▶ _Required task A_: In the forum thread on beer guts, what activity does the original poster say he has started again along with his diet?

:: Source excerpt

Guys: How pregnant is your beergut?

I’ve gained a few pounds back in the last 6 months of working hard, hardly working-out, and eating poorly.

Wifecat told me she thought my beergut was, ahem, “Cute; it looks like you’re about 4 months pregnant- you know, there but with the right clothes you can’t really tell.”

Which of course means I am now on a diet and have started boxing again.

-Tcat

I’m at least 6 months along.

I’ve gone from overdue to 8 months along.

The Quads are doing fine, thank you. Near full term, too!

'bout three months. Still enough time to not make it hard myself.

Well, being very unfamilar with what the stages of pregnancy look like, I would be at whatever month the average woman just starts to show. I can easily hide it with any non-tight shirt, but get that shirt off, and there is a definite curve.

Though, because of that, I ahve started running again, hopefully I can get rid of it.

bouv, probably 3 to 4 months.

It’s not a beer gut per se, but about 6-7 months since you ask.

Likewise, not beer induced, just two months of not working and spending way to many hours at the computer… But it’s only 3-4 months along and should start regressing now that I’ve started walking every day and cutting back on dinner portions… Or at least stop growing… Frigging unemployment… Fracking exercise… This is why I prefer having a job that keeps me physically active.

Nice timing on the OP Tomcat. Just last week Mrs. Stone patted my belly and commented that my vascetomy may keep her from getting pregnant but apparently it didn’t keep me from getting in the family way.

::::
:: Material for this exercise

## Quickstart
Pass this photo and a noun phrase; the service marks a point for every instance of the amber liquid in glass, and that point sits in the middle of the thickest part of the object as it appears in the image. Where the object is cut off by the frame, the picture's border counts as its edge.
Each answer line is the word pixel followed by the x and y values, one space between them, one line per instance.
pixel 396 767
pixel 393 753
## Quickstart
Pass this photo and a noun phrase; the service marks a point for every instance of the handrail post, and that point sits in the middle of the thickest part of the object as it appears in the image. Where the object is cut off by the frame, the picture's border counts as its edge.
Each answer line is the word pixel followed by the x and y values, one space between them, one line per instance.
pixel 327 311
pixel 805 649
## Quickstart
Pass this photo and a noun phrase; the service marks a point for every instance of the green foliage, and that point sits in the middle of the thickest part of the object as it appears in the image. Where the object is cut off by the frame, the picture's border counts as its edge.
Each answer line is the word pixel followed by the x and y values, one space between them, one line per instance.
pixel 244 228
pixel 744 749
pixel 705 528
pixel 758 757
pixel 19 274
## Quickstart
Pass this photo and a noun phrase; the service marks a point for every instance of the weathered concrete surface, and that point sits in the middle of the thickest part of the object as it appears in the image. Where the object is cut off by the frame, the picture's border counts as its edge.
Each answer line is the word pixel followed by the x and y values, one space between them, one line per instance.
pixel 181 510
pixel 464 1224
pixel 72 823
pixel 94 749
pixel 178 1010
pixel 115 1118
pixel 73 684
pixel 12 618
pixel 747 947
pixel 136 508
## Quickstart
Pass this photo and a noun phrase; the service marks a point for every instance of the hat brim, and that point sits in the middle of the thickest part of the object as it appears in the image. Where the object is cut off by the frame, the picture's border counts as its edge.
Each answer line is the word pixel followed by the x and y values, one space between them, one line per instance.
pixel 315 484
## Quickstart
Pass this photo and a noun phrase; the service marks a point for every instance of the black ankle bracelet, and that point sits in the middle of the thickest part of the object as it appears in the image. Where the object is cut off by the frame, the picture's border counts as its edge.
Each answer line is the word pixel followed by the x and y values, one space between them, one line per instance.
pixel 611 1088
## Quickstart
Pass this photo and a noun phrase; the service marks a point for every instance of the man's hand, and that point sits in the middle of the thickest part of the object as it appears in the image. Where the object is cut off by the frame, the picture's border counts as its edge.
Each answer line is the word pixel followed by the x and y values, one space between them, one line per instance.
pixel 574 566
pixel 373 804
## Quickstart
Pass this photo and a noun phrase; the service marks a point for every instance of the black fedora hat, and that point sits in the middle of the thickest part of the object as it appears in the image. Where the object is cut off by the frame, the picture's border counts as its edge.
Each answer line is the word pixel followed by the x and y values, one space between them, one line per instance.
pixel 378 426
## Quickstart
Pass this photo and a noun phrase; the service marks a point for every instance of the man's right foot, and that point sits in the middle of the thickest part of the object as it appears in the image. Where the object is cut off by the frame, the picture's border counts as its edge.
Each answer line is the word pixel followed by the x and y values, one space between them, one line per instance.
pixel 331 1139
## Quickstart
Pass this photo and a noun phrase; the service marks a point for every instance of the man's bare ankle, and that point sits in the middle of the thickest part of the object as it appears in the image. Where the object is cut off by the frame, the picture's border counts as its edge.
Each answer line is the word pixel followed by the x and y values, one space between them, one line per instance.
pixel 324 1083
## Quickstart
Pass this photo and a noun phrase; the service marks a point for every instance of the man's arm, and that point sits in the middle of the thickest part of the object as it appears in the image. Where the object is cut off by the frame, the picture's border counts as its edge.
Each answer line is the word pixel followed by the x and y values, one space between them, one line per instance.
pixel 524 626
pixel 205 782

::::
:: Material for this exercise

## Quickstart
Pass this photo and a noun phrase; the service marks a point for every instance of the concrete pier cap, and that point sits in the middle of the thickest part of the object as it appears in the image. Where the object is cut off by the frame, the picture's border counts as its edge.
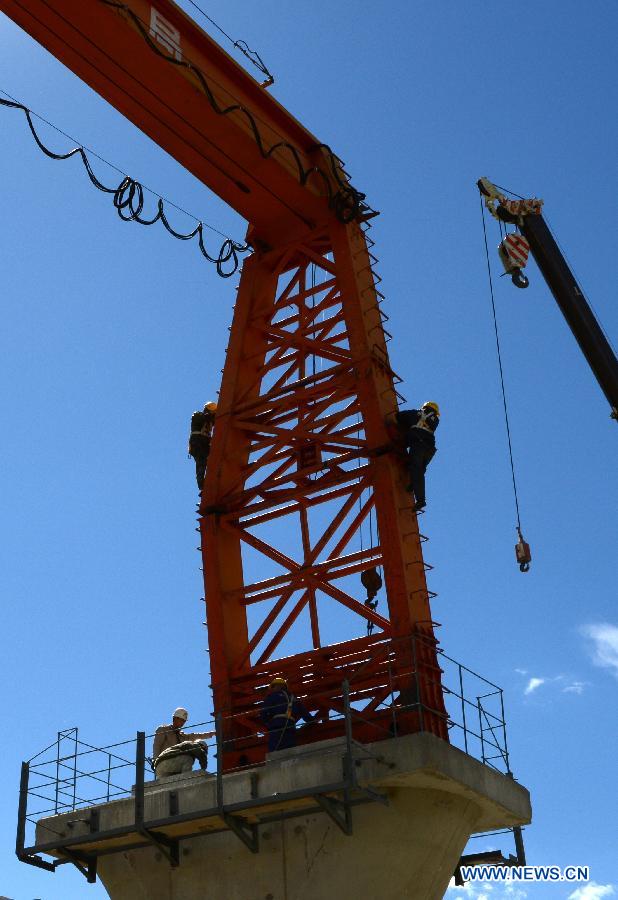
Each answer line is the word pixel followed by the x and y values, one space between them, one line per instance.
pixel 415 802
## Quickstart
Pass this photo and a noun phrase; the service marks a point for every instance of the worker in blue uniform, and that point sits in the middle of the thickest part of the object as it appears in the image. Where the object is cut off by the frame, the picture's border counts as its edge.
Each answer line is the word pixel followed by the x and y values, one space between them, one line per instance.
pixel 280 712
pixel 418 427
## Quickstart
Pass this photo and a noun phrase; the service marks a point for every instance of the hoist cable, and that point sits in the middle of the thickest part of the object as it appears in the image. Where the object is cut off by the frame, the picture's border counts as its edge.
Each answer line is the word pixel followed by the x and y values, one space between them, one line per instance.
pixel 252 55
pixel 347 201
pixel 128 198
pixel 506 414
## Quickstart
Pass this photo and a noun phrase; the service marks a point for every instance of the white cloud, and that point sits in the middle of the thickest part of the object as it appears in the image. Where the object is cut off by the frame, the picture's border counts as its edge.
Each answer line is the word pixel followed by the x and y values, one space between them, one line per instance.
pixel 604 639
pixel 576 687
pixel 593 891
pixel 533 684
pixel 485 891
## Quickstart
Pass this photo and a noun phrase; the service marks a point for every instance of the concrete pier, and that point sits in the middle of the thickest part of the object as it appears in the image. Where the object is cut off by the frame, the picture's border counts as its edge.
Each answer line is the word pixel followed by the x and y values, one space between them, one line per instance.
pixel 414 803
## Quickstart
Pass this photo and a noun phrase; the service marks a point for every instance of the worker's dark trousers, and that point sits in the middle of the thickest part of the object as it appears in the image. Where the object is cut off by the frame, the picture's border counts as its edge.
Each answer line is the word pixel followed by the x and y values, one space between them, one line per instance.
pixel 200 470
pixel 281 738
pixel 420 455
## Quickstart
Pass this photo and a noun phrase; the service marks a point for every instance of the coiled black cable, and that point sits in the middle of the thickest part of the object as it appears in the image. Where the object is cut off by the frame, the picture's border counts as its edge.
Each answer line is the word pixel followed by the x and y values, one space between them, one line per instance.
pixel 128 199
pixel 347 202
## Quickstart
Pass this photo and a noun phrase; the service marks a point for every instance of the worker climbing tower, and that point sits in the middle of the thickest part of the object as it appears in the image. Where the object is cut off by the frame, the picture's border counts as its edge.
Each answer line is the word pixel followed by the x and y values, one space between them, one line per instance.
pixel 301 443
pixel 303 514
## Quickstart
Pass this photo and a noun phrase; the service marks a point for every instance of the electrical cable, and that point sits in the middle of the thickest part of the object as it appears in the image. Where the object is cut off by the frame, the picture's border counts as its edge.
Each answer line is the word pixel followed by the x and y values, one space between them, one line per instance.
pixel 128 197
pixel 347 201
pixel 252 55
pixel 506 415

::::

▶ _Required task B_: Gather every line of the records that contains the string "pier".

▶ _Task solution A_: Boxing.

▶ _Task solution B_:
Pass this photo and a noun phrase; the service marks a point for every instance of the concrete pier cap, and that point sits in the middle of the thickest part of the object as it appears in the image. Where the object is cut off by the frame, the picture's border counts as its edge.
Pass this photo and a noun phrase; the service marks a point for every instance of the concrete pier, and that point sits in the middle of the thickest part of the object as it appears in the image. Where the object is cut off by the frame, the picture's border counts as its edge.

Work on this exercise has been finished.